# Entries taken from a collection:

"""

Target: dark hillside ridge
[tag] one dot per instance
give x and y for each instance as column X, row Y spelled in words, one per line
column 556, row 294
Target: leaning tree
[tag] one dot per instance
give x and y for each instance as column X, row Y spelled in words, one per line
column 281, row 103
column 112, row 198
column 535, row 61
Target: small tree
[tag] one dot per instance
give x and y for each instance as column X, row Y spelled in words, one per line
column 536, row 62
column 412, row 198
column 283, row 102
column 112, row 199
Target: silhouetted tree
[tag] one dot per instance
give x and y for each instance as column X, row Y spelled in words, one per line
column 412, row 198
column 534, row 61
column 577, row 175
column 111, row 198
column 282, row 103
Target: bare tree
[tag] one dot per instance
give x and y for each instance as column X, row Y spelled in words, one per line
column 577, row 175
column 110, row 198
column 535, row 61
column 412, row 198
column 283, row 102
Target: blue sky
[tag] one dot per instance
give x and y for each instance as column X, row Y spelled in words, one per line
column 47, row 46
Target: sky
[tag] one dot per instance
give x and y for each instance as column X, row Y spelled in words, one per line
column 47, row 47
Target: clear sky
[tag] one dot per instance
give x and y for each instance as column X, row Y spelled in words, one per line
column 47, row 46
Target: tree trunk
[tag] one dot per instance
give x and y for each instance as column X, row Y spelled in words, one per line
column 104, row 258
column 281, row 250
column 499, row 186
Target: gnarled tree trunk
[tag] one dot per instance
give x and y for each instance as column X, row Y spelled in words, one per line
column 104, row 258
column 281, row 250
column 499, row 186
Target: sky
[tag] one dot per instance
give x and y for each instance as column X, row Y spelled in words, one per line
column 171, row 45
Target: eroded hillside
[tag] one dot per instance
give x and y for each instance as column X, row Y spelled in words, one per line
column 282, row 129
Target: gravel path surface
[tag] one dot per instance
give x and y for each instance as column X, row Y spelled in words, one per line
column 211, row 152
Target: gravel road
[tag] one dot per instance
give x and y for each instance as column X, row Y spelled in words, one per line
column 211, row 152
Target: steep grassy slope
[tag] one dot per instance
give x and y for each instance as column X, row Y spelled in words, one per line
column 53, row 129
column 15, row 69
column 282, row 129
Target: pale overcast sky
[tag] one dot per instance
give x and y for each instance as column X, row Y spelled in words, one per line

"""

# TASK BRIEF:
The entries need to be set down again in full, with no word changed.

# SOLUTION FOR THIS EXERCISE:
Target: dark hillside ridge
[tag] one dot per instance
give x and y for each instance as column X, row Y spelled in words, one per line
column 556, row 294
Target: leaning tree
[tag] one dot per instance
give x and y for each instance as column X, row Y spelled in words, one per line
column 281, row 103
column 112, row 198
column 535, row 61
Target: small tree
[tag] one dot per instance
give x and y for each instance as column X, row Y spelled in words, one per line
column 536, row 62
column 412, row 198
column 283, row 102
column 112, row 199
Target: silhouetted tree
[tag] one dot per instance
give x and y for each instance as column X, row Y spelled in words, one per line
column 412, row 198
column 534, row 61
column 577, row 175
column 111, row 198
column 282, row 103
Target: bare tree
[tag] one dot per instance
give x and y for each instance as column X, row Y spelled in words, one per line
column 577, row 175
column 110, row 198
column 535, row 61
column 412, row 198
column 283, row 102
Target: blue sky
[tag] one dot per instance
give x and y for each instance as column X, row Y spelled in words, one per line
column 47, row 46
Target: sky
[tag] one dot per instance
give x and y for each instance as column X, row Y spelled in words, one per line
column 47, row 47
Target: clear sky
[tag] one dot per instance
give x and y for each instance as column X, row Y spelled in words, one per line
column 47, row 46
Target: tree trunk
[tag] one dot per instance
give x and y for each instance as column X, row Y spelled in words, one per line
column 104, row 258
column 281, row 250
column 499, row 186
Target: gnarled tree trunk
[tag] one dot per instance
give x and y for each instance as column X, row Y spelled in words, one per line
column 104, row 258
column 281, row 250
column 499, row 186
Target: sky
[tag] one dot per instance
give x and y for each instance as column X, row Y spelled in words, one per line
column 171, row 45
Target: eroded hillside
[tag] one dot per instance
give x and y for each instance as column X, row Y spelled in words, one per line
column 282, row 129
Target: gravel path surface
[tag] one dot per instance
give x and y for each instance as column X, row Y spelled in words, one per line
column 211, row 152
Target: gravel road
[tag] one dot per instance
give x and y for each instance as column X, row Y spelled in words, one per line
column 211, row 152
Target: steep grassy slope
[tag] one dot per instance
give x and y for each instance as column X, row Y spelled in words, one per line
column 53, row 129
column 15, row 69
column 282, row 129
Target: pale overcast sky
[tag] one dot per instance
give x and y for each instance as column X, row Y spelled in words, one per line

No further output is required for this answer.